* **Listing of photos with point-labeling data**

◆ ◆ ◆ ◆

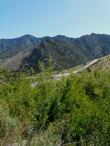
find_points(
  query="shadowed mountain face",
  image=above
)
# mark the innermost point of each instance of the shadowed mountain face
(65, 52)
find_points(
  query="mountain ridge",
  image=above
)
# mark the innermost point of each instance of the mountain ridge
(65, 51)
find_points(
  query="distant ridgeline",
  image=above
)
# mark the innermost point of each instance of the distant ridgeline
(66, 52)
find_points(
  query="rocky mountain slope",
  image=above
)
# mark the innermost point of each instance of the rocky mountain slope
(65, 52)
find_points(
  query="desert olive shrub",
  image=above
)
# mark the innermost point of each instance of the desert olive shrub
(79, 105)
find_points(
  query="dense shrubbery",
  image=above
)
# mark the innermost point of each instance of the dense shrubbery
(73, 111)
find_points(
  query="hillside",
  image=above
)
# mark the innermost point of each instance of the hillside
(65, 52)
(101, 64)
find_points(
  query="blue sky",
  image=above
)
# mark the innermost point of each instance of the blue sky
(52, 17)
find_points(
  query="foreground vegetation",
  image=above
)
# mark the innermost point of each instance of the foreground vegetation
(74, 111)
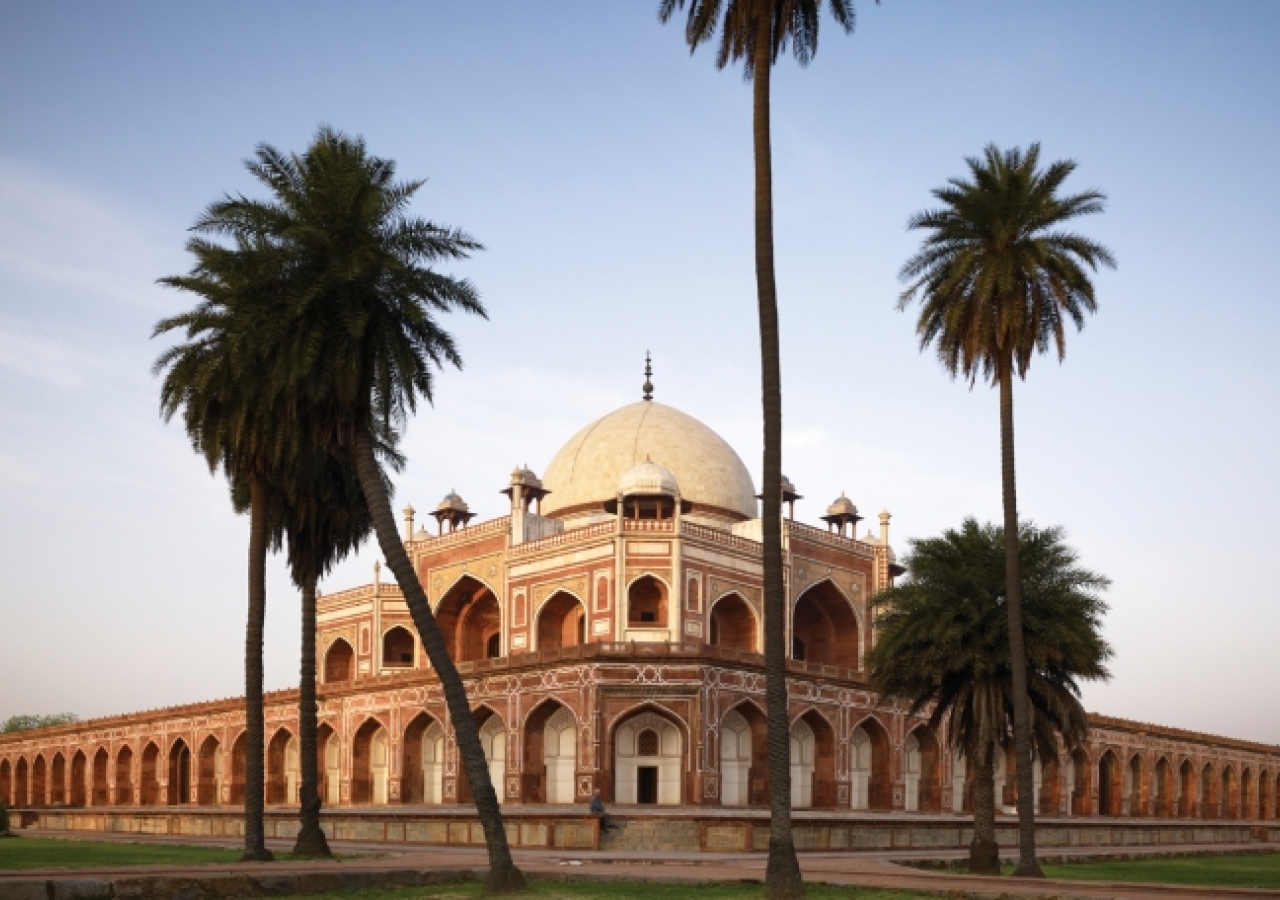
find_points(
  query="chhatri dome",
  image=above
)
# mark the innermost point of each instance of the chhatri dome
(649, 443)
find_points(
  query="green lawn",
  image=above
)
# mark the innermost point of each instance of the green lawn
(39, 853)
(1253, 871)
(618, 890)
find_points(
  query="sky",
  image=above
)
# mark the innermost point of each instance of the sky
(608, 173)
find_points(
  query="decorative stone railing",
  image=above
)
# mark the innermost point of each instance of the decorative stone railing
(562, 539)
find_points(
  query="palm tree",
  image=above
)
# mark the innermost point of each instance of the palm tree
(757, 32)
(357, 339)
(214, 378)
(325, 520)
(997, 282)
(944, 643)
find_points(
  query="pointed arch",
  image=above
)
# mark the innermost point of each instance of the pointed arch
(339, 662)
(282, 767)
(824, 627)
(1188, 790)
(744, 753)
(871, 785)
(732, 624)
(58, 780)
(493, 740)
(80, 780)
(560, 621)
(648, 602)
(400, 648)
(922, 768)
(648, 744)
(124, 776)
(370, 763)
(39, 781)
(470, 620)
(421, 766)
(149, 781)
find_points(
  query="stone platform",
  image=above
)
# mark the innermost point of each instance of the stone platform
(680, 830)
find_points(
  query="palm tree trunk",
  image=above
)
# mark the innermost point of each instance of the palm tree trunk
(311, 840)
(782, 876)
(255, 725)
(1027, 864)
(503, 876)
(983, 851)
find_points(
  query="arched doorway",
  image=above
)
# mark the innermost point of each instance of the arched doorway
(80, 766)
(209, 772)
(647, 603)
(493, 741)
(1078, 784)
(1134, 793)
(101, 794)
(736, 744)
(551, 754)
(398, 648)
(1228, 796)
(58, 777)
(370, 768)
(744, 757)
(19, 782)
(648, 753)
(1110, 785)
(1050, 802)
(1187, 790)
(470, 621)
(282, 768)
(732, 624)
(150, 780)
(920, 771)
(1161, 789)
(329, 758)
(39, 782)
(561, 622)
(124, 776)
(824, 629)
(869, 763)
(1207, 793)
(240, 761)
(339, 662)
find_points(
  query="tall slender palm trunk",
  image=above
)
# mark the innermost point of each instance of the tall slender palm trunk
(311, 840)
(503, 876)
(983, 851)
(1027, 864)
(255, 725)
(782, 876)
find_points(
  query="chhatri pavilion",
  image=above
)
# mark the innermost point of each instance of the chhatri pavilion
(608, 627)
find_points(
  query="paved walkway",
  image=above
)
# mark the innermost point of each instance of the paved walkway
(865, 868)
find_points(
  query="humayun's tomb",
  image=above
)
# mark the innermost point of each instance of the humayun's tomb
(609, 633)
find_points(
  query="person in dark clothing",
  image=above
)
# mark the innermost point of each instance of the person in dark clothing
(598, 812)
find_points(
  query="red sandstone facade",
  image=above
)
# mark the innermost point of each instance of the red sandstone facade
(615, 643)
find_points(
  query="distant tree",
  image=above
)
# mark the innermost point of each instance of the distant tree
(28, 722)
(219, 382)
(942, 642)
(997, 282)
(757, 32)
(356, 341)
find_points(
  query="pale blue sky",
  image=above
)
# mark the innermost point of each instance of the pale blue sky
(609, 176)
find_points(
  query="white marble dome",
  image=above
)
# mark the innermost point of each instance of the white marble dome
(648, 479)
(588, 471)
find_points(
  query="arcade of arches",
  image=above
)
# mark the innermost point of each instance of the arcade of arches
(608, 627)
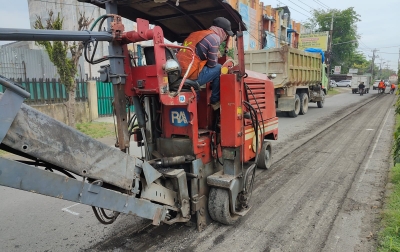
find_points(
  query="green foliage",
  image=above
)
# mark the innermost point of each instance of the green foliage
(222, 50)
(398, 76)
(344, 30)
(96, 130)
(57, 51)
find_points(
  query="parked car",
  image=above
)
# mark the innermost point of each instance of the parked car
(344, 83)
(375, 85)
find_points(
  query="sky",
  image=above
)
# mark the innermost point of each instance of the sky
(378, 29)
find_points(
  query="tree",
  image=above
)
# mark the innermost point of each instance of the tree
(344, 34)
(58, 53)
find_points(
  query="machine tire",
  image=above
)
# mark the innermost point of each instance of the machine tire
(296, 111)
(303, 103)
(320, 104)
(265, 157)
(218, 206)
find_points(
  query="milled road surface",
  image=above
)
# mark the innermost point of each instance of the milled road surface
(323, 193)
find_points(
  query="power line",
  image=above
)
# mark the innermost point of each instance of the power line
(79, 5)
(307, 5)
(321, 4)
(298, 5)
(296, 10)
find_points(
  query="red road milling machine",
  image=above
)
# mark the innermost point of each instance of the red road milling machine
(195, 166)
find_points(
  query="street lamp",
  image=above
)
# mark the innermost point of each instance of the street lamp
(346, 42)
(380, 70)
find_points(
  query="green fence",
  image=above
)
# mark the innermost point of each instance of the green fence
(47, 91)
(105, 96)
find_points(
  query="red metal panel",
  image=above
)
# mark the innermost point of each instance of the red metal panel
(231, 111)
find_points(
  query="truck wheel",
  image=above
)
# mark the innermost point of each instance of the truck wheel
(320, 104)
(218, 206)
(303, 103)
(296, 111)
(264, 159)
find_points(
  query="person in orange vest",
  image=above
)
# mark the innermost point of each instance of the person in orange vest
(205, 67)
(381, 85)
(392, 88)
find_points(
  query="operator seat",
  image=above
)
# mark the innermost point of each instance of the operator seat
(174, 77)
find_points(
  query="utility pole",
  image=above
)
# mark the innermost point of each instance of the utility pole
(328, 57)
(398, 62)
(373, 62)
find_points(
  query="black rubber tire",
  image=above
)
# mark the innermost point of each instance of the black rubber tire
(303, 103)
(218, 206)
(294, 113)
(320, 104)
(265, 157)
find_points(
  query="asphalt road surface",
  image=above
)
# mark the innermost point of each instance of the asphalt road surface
(323, 193)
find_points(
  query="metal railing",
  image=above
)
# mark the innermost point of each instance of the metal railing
(48, 91)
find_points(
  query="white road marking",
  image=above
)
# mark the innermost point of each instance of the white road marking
(69, 211)
(373, 150)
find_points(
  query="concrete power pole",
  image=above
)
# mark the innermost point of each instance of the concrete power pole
(398, 62)
(373, 62)
(328, 57)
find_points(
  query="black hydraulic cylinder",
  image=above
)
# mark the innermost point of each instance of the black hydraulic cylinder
(139, 112)
(52, 35)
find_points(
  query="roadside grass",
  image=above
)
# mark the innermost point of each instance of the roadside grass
(93, 129)
(333, 91)
(96, 129)
(389, 236)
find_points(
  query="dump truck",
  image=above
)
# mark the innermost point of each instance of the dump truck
(299, 77)
(357, 79)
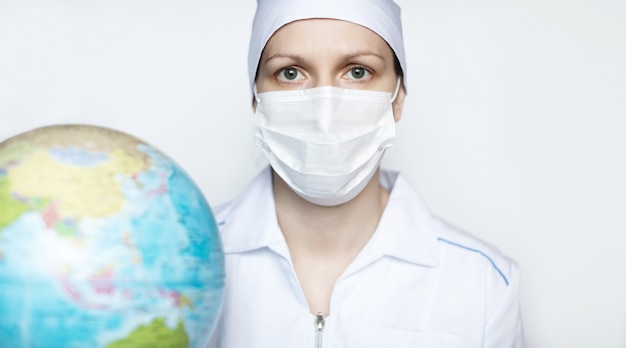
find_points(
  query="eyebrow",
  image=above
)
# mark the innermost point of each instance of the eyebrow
(345, 58)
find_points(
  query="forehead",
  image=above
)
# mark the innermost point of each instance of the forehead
(324, 36)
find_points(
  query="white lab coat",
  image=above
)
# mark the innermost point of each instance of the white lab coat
(418, 282)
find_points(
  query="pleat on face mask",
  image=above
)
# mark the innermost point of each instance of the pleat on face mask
(326, 142)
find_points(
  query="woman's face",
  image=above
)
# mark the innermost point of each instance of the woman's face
(326, 52)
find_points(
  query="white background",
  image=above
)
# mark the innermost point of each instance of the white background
(513, 128)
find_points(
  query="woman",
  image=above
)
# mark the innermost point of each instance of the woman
(323, 248)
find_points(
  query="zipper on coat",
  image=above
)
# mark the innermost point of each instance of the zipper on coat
(319, 329)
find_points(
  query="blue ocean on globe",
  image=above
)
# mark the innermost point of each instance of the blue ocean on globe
(104, 242)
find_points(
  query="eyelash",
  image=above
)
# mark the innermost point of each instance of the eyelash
(281, 73)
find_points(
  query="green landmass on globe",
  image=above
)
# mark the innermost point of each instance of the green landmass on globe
(104, 242)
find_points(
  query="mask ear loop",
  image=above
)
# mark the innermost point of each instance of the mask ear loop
(393, 97)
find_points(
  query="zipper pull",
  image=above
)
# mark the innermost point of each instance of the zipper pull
(319, 322)
(319, 327)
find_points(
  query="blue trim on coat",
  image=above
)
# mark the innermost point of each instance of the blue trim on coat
(479, 252)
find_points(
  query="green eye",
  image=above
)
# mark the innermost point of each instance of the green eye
(358, 73)
(290, 74)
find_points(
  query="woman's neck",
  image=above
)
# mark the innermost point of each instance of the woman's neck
(318, 230)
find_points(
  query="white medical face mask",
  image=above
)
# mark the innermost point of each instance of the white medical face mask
(327, 142)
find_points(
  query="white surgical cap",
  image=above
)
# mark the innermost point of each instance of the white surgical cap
(380, 16)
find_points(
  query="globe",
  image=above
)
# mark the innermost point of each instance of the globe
(104, 242)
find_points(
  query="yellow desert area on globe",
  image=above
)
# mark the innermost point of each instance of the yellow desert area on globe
(104, 242)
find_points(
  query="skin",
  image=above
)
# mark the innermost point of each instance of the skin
(310, 53)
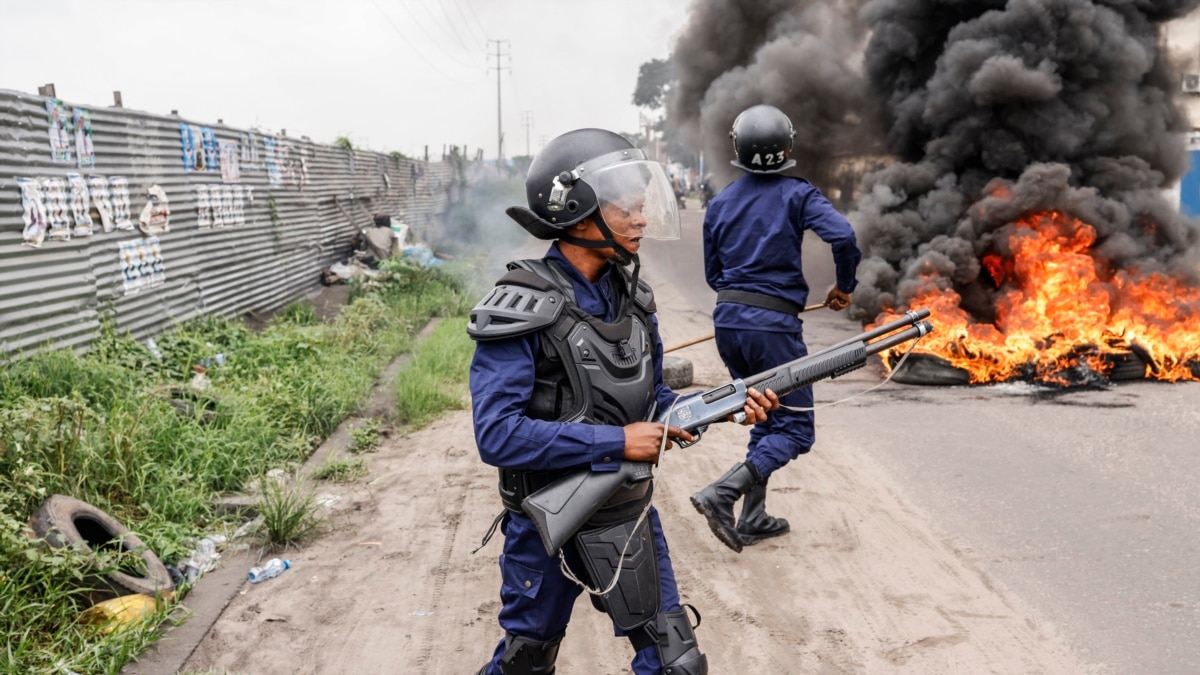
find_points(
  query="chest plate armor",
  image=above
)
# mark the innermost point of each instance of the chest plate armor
(586, 369)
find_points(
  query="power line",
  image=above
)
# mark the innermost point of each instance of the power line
(474, 16)
(453, 31)
(471, 29)
(527, 121)
(499, 125)
(406, 41)
(438, 43)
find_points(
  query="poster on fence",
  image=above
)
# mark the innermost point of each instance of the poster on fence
(273, 162)
(59, 130)
(142, 264)
(101, 201)
(187, 147)
(211, 151)
(231, 171)
(36, 223)
(203, 208)
(81, 205)
(119, 187)
(84, 148)
(54, 196)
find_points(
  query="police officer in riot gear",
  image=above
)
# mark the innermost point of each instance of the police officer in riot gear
(753, 236)
(568, 369)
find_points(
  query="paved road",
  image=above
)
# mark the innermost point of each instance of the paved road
(1084, 505)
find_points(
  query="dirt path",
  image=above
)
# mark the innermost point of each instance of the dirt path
(863, 584)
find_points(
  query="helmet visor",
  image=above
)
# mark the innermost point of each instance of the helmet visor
(636, 199)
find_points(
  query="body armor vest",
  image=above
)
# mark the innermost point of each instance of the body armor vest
(586, 369)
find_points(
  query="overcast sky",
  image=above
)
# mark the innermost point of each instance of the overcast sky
(390, 75)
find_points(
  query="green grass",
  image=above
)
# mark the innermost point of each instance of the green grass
(435, 380)
(365, 437)
(341, 470)
(125, 430)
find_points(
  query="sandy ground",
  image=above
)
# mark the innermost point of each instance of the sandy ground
(862, 584)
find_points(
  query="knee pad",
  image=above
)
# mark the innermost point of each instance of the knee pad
(523, 656)
(676, 643)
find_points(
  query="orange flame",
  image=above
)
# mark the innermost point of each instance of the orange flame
(1059, 308)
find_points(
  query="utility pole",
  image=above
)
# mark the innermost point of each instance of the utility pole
(527, 121)
(499, 126)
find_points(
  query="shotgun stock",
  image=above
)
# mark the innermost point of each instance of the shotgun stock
(562, 508)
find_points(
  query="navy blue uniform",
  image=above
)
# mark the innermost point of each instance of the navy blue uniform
(753, 236)
(538, 598)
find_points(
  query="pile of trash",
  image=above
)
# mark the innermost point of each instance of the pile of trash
(388, 239)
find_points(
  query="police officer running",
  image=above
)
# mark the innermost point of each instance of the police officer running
(568, 369)
(753, 234)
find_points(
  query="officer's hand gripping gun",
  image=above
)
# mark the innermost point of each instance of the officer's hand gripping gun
(562, 508)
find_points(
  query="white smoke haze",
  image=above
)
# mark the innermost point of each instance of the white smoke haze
(990, 109)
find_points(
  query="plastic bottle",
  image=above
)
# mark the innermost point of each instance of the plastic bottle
(268, 569)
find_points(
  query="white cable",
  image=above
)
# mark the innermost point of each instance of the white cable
(621, 561)
(886, 380)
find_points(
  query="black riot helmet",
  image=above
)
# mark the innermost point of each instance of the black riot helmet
(582, 169)
(762, 139)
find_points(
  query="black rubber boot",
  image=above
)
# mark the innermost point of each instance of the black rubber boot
(755, 525)
(717, 501)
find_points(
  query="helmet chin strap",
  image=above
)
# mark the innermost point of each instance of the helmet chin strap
(610, 242)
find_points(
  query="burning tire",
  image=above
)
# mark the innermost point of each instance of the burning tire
(64, 521)
(676, 372)
(927, 369)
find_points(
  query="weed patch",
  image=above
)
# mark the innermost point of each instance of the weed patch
(153, 436)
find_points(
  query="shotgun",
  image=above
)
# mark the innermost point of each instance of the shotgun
(563, 507)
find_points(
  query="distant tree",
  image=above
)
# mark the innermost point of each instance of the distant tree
(654, 79)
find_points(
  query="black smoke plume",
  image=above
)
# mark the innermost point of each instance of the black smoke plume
(802, 57)
(991, 109)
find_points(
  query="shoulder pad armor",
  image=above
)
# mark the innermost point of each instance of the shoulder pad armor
(521, 303)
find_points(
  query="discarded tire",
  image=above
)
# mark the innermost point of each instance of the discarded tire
(676, 371)
(65, 521)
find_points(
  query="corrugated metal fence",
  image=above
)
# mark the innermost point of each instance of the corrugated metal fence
(253, 217)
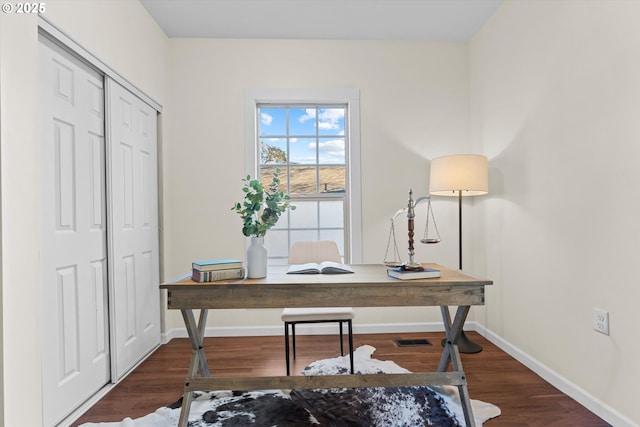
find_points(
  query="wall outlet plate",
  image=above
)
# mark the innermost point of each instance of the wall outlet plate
(601, 321)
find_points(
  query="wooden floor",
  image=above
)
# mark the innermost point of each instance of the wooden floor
(493, 376)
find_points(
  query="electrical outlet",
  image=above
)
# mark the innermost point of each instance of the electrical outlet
(601, 321)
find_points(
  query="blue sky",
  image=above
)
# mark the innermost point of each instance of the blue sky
(303, 135)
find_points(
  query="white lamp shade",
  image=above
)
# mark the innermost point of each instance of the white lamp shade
(468, 173)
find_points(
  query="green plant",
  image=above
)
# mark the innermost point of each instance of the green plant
(261, 208)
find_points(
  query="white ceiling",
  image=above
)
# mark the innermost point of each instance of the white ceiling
(438, 20)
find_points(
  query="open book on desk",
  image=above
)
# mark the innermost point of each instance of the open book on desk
(325, 267)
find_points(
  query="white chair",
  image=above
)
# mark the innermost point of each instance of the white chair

◆ ◆ ◆ ◆

* **Work to complete**
Locate every line in the listing above that contains the word "forehead", and copy each of those lines.

* **Task answer**
  query="forehead",
# mark the innermost point of each instance of the forehead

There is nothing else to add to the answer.